#### [読解テキスト]
2008年12月16日

救急医療3団体が「救急医療を再構築するための提言」取りまとめ

日本救急医学会と日本臨床救急医学会、日本救急医療財団の3団体は、「救急医療を再構築するための提言」を取りまとめ、厚生労働大臣に提出しました。

提言では、救急医療について廃院や診療科の閉鎖、勤務医不足や過重労働のほか、訴訟リスクのみが高く病院経営上のメリットがまったくないと指摘し、多くの救急患者が「たらい回し」にあっている現状を「救急難民」と呼ぶべき状況であるとした上で、緊急に採るべき方策や救急医療体制を整備するための法的根拠の確保などを求める内容です。

緊急の対応、方策としては、国民に救急医療の危機的状況や適正受診、応急手当の普及などを広く理解してもらうことや救急医療に携わる人材の確保が必要としているほか、患者自身や救急隊、外来の各段階でのトリアージによる絞込みなどを提案しています。

また、「とにかくどこかが引き受ける対策」として、救急患者の受け入れ態勢を確保するための病院ネットワーク構築や医療機関と消防機関の連携、コーディネーター機能の導入、翌朝の転院を前提とした「オーバーナイトプラン」の整備を挙げています。

消防機関が市町村単位となっているため情報の利用や搬送先医療機関の選択が狭い地域に偏りやすく、救急救命士の資質向上や教育の地域間格差が大きいとも指摘、消防機関の広域化が必要としました。

提示した方策を実現し、救急医療の危機的状況を再び繰り返さないための法整備が必要とし、国や自治体、医療機関、国民などの責務を定め、具体的な目標を示した「救急医療基本法」(仮称)の制定を求めています。

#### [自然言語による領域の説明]
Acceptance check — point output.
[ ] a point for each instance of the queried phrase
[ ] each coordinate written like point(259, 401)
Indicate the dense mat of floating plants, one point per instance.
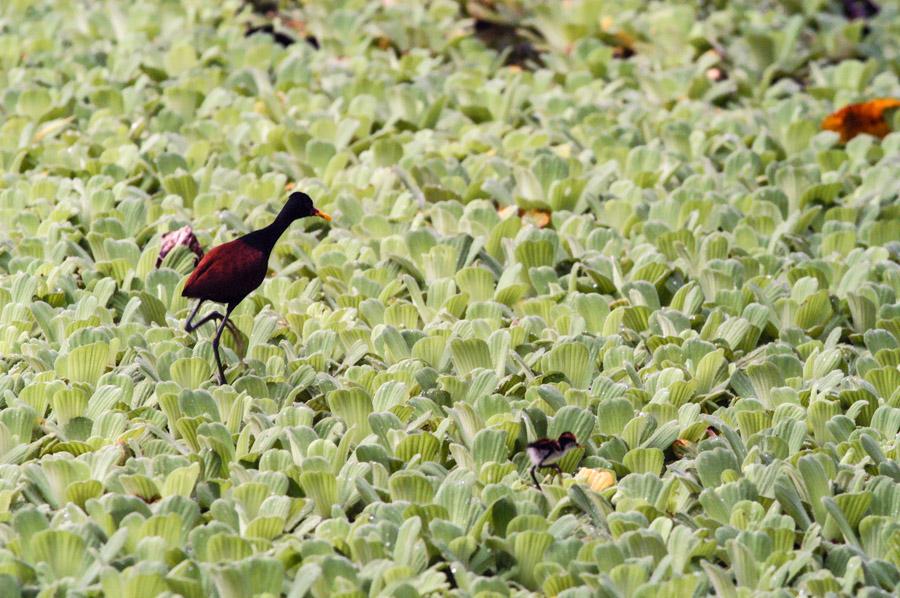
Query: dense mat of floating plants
point(621, 219)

#### [課題一覧]
a – 読解テキストによると、3団体が制定を求めている法律の仮称は何ですか?
b – 読解テキストのうち、「日本救急医学会と日本臨床救急」から「絞込みなどを提案しています。」までの箇所を一字も変えずに書き写してください。

#### [課題別の解答]
a – 救急医療基本法

b –
日本救急医学会と日本臨床救急医学会、日本救急医療財団の3団体は、「救急医療を再構築するための提言」を取りまとめ、厚生労働大臣に提出しました。

提言では、救急医療について廃院や診療科の閉鎖、勤務医不足や過重労働のほか、訴訟リスクのみが高く病院経営上のメリットがまったくないと指摘し、多くの救急患者が「たらい回し」にあっている現状を「救急難民」と呼ぶべき状況であるとした上で、緊急に採るべき方策や救急医療体制を整備するための法的根拠の確保などを求める内容です。

緊急の対応、方策としては、国民に救急医療の危機的状況や適正受診、応急手当の普及などを広く理解してもらうことや救急医療に携わる人材の確保が必要としているほか、患者自身や救急隊、外来の各段階でのトリアージによる絞込みなどを提案しています。